Print every record below verbatim, reproducing each line without alteration.
* begin Provided entries *
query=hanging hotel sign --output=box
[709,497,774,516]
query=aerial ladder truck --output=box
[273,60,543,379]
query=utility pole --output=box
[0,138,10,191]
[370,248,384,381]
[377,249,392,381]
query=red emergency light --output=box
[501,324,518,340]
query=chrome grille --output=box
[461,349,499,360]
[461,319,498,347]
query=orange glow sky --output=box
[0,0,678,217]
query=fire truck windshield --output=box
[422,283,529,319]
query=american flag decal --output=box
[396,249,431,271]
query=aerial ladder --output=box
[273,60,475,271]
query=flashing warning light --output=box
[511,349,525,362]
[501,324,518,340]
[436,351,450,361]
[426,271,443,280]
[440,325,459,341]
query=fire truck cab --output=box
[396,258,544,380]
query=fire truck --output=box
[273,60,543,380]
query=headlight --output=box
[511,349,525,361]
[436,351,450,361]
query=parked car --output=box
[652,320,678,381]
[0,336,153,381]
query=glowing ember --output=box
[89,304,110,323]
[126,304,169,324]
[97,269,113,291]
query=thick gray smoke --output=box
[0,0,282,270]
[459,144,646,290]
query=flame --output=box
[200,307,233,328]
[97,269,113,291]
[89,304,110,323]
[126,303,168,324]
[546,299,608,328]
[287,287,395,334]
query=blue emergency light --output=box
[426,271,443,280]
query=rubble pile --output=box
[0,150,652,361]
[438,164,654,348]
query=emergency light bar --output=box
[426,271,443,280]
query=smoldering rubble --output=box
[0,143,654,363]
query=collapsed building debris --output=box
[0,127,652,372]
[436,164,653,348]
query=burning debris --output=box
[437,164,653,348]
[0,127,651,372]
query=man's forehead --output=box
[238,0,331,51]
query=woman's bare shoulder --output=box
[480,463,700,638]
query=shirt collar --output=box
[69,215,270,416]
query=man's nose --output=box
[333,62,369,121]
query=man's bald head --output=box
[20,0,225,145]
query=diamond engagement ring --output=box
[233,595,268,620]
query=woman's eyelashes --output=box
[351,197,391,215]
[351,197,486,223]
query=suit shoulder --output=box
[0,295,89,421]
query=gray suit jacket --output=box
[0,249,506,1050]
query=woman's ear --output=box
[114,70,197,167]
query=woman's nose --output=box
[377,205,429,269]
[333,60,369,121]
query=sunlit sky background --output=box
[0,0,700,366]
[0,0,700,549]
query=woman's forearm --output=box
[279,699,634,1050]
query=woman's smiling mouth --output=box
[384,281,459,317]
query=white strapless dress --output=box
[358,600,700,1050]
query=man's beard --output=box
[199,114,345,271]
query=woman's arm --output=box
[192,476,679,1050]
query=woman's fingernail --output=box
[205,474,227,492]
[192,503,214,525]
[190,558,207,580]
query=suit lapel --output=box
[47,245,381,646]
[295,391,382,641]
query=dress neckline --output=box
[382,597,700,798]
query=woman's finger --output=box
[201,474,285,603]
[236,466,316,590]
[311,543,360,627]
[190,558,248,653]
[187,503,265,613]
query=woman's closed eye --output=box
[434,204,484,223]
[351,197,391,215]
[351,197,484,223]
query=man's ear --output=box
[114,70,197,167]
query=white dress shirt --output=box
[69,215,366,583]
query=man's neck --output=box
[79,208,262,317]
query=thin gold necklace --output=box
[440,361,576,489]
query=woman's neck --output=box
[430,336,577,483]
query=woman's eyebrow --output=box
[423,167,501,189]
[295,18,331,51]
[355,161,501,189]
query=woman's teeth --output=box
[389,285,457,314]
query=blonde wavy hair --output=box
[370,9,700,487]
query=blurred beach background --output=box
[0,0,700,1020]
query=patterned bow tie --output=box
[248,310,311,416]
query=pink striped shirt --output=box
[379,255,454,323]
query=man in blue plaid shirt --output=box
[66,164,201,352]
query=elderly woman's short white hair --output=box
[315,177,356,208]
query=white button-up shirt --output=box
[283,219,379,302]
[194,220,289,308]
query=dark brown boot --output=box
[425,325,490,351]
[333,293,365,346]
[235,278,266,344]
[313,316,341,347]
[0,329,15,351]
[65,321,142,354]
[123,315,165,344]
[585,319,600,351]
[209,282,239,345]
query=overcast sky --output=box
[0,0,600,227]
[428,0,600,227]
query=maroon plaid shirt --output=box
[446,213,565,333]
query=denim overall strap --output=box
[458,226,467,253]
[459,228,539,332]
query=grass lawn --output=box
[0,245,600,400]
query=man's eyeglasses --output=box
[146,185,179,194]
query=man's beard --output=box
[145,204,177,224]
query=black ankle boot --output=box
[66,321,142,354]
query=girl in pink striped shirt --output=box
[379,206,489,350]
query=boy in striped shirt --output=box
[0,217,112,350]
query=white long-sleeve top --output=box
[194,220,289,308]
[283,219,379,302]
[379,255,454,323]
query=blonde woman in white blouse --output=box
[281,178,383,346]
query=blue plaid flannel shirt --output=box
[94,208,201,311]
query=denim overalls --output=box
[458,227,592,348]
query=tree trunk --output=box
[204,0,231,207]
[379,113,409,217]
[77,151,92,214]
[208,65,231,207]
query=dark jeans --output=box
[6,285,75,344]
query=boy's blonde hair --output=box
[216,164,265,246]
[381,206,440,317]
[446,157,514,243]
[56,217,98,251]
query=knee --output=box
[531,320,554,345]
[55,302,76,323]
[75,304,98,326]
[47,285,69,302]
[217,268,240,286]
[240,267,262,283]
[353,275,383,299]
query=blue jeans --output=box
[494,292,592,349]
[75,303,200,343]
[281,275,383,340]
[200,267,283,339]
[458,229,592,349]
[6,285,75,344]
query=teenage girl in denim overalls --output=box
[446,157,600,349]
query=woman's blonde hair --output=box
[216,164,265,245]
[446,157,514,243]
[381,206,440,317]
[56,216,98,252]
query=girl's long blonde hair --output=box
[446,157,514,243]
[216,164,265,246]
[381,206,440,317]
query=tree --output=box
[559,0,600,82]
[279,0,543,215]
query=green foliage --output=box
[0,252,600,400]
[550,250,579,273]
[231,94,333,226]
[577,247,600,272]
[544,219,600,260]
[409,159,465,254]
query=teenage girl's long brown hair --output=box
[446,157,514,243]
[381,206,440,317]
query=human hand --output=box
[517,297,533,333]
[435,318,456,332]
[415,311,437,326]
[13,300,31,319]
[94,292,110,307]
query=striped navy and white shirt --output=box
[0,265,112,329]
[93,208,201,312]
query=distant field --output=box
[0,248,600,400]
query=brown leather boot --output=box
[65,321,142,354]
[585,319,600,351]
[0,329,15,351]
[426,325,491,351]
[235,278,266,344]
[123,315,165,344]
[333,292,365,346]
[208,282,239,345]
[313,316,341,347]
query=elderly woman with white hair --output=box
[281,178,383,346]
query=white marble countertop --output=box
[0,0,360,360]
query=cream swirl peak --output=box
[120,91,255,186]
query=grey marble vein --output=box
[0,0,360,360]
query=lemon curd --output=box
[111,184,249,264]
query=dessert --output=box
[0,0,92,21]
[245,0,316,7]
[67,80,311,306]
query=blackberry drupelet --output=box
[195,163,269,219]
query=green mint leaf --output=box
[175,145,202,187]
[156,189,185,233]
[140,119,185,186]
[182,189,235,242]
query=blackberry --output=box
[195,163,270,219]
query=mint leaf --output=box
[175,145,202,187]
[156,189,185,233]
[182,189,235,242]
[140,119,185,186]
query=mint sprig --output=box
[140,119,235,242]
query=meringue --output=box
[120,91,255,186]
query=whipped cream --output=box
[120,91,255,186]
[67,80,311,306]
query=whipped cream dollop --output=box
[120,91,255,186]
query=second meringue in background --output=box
* end Provided entries *
**Solution to this exercise**:
query=hanging hotel sign --output=box
[709,497,774,516]
query=aerial ladder truck --output=box
[273,60,543,379]
query=utility pole --output=box
[0,138,10,191]
[370,248,384,381]
[377,249,392,381]
query=red emergency light --output=box
[501,324,518,340]
query=chrome grille --output=box
[461,349,499,360]
[461,319,498,347]
query=orange glow sky --output=box
[0,0,678,217]
query=fire truck windshield --output=box
[422,283,529,319]
query=american flag decal --output=box
[396,249,431,271]
query=aerial ladder --output=box
[273,60,475,271]
query=flashing warning light --output=box
[511,349,525,362]
[501,324,518,340]
[436,351,450,361]
[426,271,443,280]
[440,325,459,341]
query=fire truck cab --output=box
[396,258,544,380]
query=fire truck --output=box
[273,60,543,380]
query=headlight --output=box
[511,349,525,361]
[436,351,450,361]
query=parked car --output=box
[652,320,678,381]
[0,336,153,381]
query=glowing ember --output=box
[89,304,110,323]
[126,304,169,324]
[97,269,113,291]
query=thick gray smoke --output=box
[0,0,282,270]
[459,144,646,290]
query=flame --output=box
[200,307,233,328]
[97,269,113,291]
[89,304,110,323]
[126,303,168,324]
[546,299,608,328]
[287,287,395,334]
query=blue emergency light --output=box
[426,271,443,280]
query=rubble pile --output=box
[0,150,652,361]
[438,164,654,348]
query=emergency light bar --output=box
[426,271,443,280]
query=smoldering rubble --output=box
[0,143,654,363]
query=collapsed building debris --output=box
[0,127,652,372]
[436,164,653,348]
query=burning debris --output=box
[437,164,653,348]
[0,127,651,372]
query=man's forehead --output=box
[238,0,331,51]
query=woman's bare shoulder --output=box
[480,463,700,638]
query=shirt collar --output=box
[69,215,270,416]
query=man's nose --output=box
[333,62,369,121]
query=man's bald head --output=box
[20,0,225,145]
query=diamond engagement ring --output=box
[233,595,268,620]
query=woman's eyelashes --output=box
[351,197,391,215]
[351,197,486,223]
query=suit shoulder --output=box
[0,295,89,421]
query=gray suit jacket --output=box
[0,249,506,1050]
query=woman's ear --output=box
[114,70,197,167]
query=woman's nose --output=box
[377,205,429,269]
[333,60,369,121]
query=sunlit sky background --output=box
[0,0,700,366]
[0,0,700,549]
query=woman's forearm --output=box
[279,699,634,1050]
query=woman's smiling mouth --output=box
[384,281,459,317]
query=white strapless dress --output=box
[358,600,700,1050]
query=man's beard --output=box
[199,114,345,271]
query=woman's arm --output=box
[192,476,679,1050]
query=woman's fingernail --output=box
[205,474,227,492]
[192,503,214,525]
[190,558,207,580]
query=suit lapel --output=box
[47,245,381,646]
[295,391,382,641]
query=dress neckline --output=box
[382,597,700,798]
query=woman's finger --output=box
[201,474,285,603]
[236,466,316,590]
[311,543,360,627]
[190,558,248,653]
[187,503,265,613]
query=woman's closed eye --output=box
[434,204,484,223]
[351,197,391,215]
[351,197,484,223]
query=man's ear --output=box
[114,70,197,167]
query=white dress shirt --output=box
[69,215,366,583]
query=man's neck --output=box
[79,208,262,317]
query=thin gold necklace --output=box
[440,361,576,489]
query=woman's neck --output=box
[430,336,577,483]
query=woman's eyebrow --output=box
[423,167,501,189]
[295,18,331,51]
[355,161,501,189]
query=woman's teeth --output=box
[389,285,457,314]
query=blonde wavy hair --output=box
[370,9,700,487]
query=blurred beach background --output=box
[0,0,700,1020]
query=patterned bow tie --output=box
[248,310,311,416]
query=pink striped shirt --output=box
[379,255,454,323]
query=man in blue plaid shirt --output=box
[66,164,201,352]
query=elderly woman's short white hair --output=box
[315,177,356,208]
query=white button-up shirt --output=box
[283,219,379,302]
[194,220,289,308]
query=dark brown boot --output=box
[425,325,490,351]
[333,293,365,346]
[235,278,266,344]
[313,316,341,347]
[0,329,15,351]
[65,321,142,354]
[123,315,165,344]
[585,319,600,351]
[209,282,239,345]
query=overcast sky --output=box
[0,0,600,227]
[428,0,600,227]
query=maroon plaid shirt --output=box
[446,213,565,333]
query=denim overall strap --output=box
[458,226,467,253]
[459,228,539,332]
query=grass lawn --output=box
[0,245,600,400]
query=man's eyeglasses --output=box
[146,185,179,194]
query=man's beard --output=box
[145,204,177,224]
query=black ankle boot --output=box
[66,321,142,354]
query=girl in pink striped shirt --output=box
[379,206,489,350]
query=boy in striped shirt --output=box
[0,217,112,350]
query=white long-sleeve top --output=box
[194,220,289,308]
[283,219,379,302]
[379,255,454,323]
query=blonde woman in white blouse --output=box
[281,178,383,346]
query=blue plaid flannel shirt --output=box
[94,208,201,311]
query=denim overalls --output=box
[458,227,592,348]
query=tree trunk --output=box
[204,0,231,207]
[379,113,409,217]
[77,151,92,214]
[208,65,231,207]
query=dark jeans --output=box
[6,285,75,344]
query=boy's blonde hair --output=box
[216,164,265,246]
[381,206,440,317]
[446,157,514,243]
[56,217,98,251]
query=knee --output=box
[531,320,554,345]
[55,302,76,323]
[75,304,98,326]
[47,285,69,302]
[217,268,240,286]
[240,267,262,283]
[353,275,383,299]
query=blue jeans --output=box
[494,292,592,349]
[75,303,200,343]
[281,275,383,340]
[200,267,283,339]
[458,229,592,349]
[6,285,75,344]
query=teenage girl in denim overalls --output=box
[446,157,600,349]
query=woman's blonde hair --output=box
[216,164,265,245]
[446,157,514,243]
[381,206,440,317]
[56,216,98,252]
query=girl's long blonde hair --output=box
[446,157,514,243]
[216,164,265,246]
[381,206,440,317]
query=tree --output=box
[559,0,600,82]
[279,0,543,215]
query=green foliage --output=box
[0,252,600,400]
[550,250,579,273]
[231,94,333,226]
[577,247,600,272]
[544,219,600,260]
[409,159,465,254]
query=teenage girl's long brown hair --output=box
[446,157,514,243]
[381,206,440,317]
query=human hand --output=box
[517,297,533,333]
[435,318,456,332]
[415,311,437,326]
[13,300,31,319]
[94,292,110,307]
query=striped navy and white shirt --output=box
[0,265,112,329]
[93,208,201,312]
query=distant field --output=box
[0,248,600,400]
query=brown leather boot --output=box
[65,321,142,354]
[585,319,600,351]
[0,329,15,351]
[426,325,491,351]
[235,278,266,344]
[123,315,165,344]
[333,292,365,346]
[208,282,239,345]
[313,316,341,347]
query=elderly woman with white hair --output=box
[281,178,383,346]
query=white marble countertop --output=box
[0,0,360,360]
query=cream swirl peak --output=box
[120,91,255,186]
query=grey marble vein --output=box
[0,0,360,360]
query=lemon curd --output=box
[111,184,249,264]
query=dessert --output=box
[0,0,92,21]
[245,0,316,7]
[67,80,311,306]
query=blackberry drupelet --output=box
[195,163,269,219]
query=green mint leaf --output=box
[175,145,202,187]
[156,189,185,233]
[140,119,185,186]
[182,189,235,242]
query=blackberry --output=box
[195,163,270,219]
query=mint leaf --output=box
[175,145,202,187]
[156,189,185,233]
[182,189,235,242]
[140,119,185,186]
query=mint sprig --output=box
[140,119,235,242]
query=meringue --output=box
[120,91,255,186]
query=whipped cream --output=box
[120,91,255,186]
[67,80,311,306]
query=whipped cream dollop --output=box
[120,91,255,186]
query=second meringue in background --output=box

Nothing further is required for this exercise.